> Ketentuan Tugas
Salin seluruh kutipan tentang penjahat siber yang menyasar anak-anak tanpa mengubah satu kata pun.

Hacker Sasar Gamer Muda
Menurut statistik online terbaru, 91 persen anak usia 3-15 tahun bermain game di perangkat apa pun. Untuk beberapa game, obrolan suara dan teks yang tidak dimoderasi merupakan bagian besar dari pengalaman tersebut.
Dengan semakin banyaknya generasi muda yang mengakses internet, para penjahat siber dapat membangun kepercayaan dengan cara sama seperti yang mereka lakukan secara langsung.
Pertama, penjahat siber mendapatkan kepercayaan dari gamer muda dengan memikat mereka lewat hadiah atau janji. Begitu mendapatkan kepercayaan, mereka mendapatkan informasi pribadi para gamer muda melalui ajakan untuk mengeklik tautan phishing, dan mengunduh file berbahaya yang menyamar sebagai mod permainan untuk Minecraft atau Fortnite, atau bahkan melakukan grooming.
Ancaman Baru di Dunia Fintech
Saat ini sudah banyak bank yang menyediakan produk dan layanan khusus anak-anak, termasuk kartu perbankan yang dirancang untuk mereka berusia 12 tahun. Namun, dengan diperkenalkannya
kartu perbankan untuk anak-anak, mereka juga menjadi rentan terhadap pelaku ancaman yang bermotif finansial dan rentan terhadap serangan penipuan konvensional, seperti janji PlayStation 5 gratis atau aset berharga lainnya setelah memasukkan detail kartu di situs phishing.
Dengan menggunakan teknik rekayasa sosial, penjahat siber dapat mengeksploitasi kepercayaan anak- anak dengan menyamar sebagai teman sebaya dan meminta pembagian rincian kartu atau transfer uang ke rekening mereka.

> Bahan Kajian
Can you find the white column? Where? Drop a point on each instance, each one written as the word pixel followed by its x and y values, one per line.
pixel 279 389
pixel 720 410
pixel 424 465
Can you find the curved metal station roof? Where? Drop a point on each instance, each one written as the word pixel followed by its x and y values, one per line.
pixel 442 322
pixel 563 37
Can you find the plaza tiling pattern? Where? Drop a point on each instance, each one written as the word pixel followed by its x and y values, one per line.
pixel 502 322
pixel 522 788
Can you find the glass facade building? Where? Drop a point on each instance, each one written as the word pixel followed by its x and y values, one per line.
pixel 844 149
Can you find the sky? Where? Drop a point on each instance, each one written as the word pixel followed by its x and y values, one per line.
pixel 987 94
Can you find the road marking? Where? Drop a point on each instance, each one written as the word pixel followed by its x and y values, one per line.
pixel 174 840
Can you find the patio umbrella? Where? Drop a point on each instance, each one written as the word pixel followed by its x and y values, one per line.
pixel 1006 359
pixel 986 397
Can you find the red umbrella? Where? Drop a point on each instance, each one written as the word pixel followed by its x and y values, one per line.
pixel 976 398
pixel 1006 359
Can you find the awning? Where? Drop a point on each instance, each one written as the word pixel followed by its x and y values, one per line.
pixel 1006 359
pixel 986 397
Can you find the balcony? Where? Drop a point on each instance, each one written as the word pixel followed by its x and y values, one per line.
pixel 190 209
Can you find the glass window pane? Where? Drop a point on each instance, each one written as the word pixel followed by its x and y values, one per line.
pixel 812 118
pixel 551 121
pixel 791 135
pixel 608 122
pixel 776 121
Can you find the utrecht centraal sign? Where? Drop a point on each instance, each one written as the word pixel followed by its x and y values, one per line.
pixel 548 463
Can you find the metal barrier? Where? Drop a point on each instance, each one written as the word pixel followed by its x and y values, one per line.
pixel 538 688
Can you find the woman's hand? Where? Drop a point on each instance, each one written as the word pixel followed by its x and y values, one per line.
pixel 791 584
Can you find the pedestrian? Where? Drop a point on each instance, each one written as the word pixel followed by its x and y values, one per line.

> Jawaban Tugas
Hacker Sasar Gamer Muda
Menurut statistik online terbaru, 91 persen anak usia 3-15 tahun bermain game di perangkat apa pun. Untuk beberapa game, obrolan suara dan teks yang tidak dimoderasi merupakan bagian besar dari pengalaman tersebut.
Dengan semakin banyaknya generasi muda yang mengakses internet, para penjahat siber dapat membangun kepercayaan dengan cara sama seperti yang mereka lakukan secara langsung.
Pertama, penjahat siber mendapatkan kepercayaan dari gamer muda dengan memikat mereka lewat hadiah atau janji. Begitu mendapatkan kepercayaan, mereka mendapatkan informasi pribadi para gamer muda melalui ajakan untuk mengeklik tautan phishing, dan mengunduh file berbahaya yang menyamar sebagai mod permainan untuk Minecraft atau Fortnite, atau bahkan melakukan grooming.
Ancaman Baru di Dunia Fintech
Saat ini sudah banyak bank yang menyediakan produk dan layanan khusus anak-anak, termasuk kartu perbankan yang dirancang untuk mereka berusia 12 tahun. Namun, dengan diperkenalkannya
kartu perbankan untuk anak-anak, mereka juga menjadi rentan terhadap pelaku ancaman yang bermotif finansial dan rentan terhadap serangan penipuan konvensional, seperti janji PlayStation 5 gratis atau aset berharga lainnya setelah memasukkan detail kartu di situs phishing.
Dengan menggunakan teknik rekayasa sosial, penjahat siber dapat mengeksploitasi kepercayaan anak- anak dengan menyamar sebagai teman sebaya dan meminta pembagian rincian kartu atau transfer uang ke rekening mereka.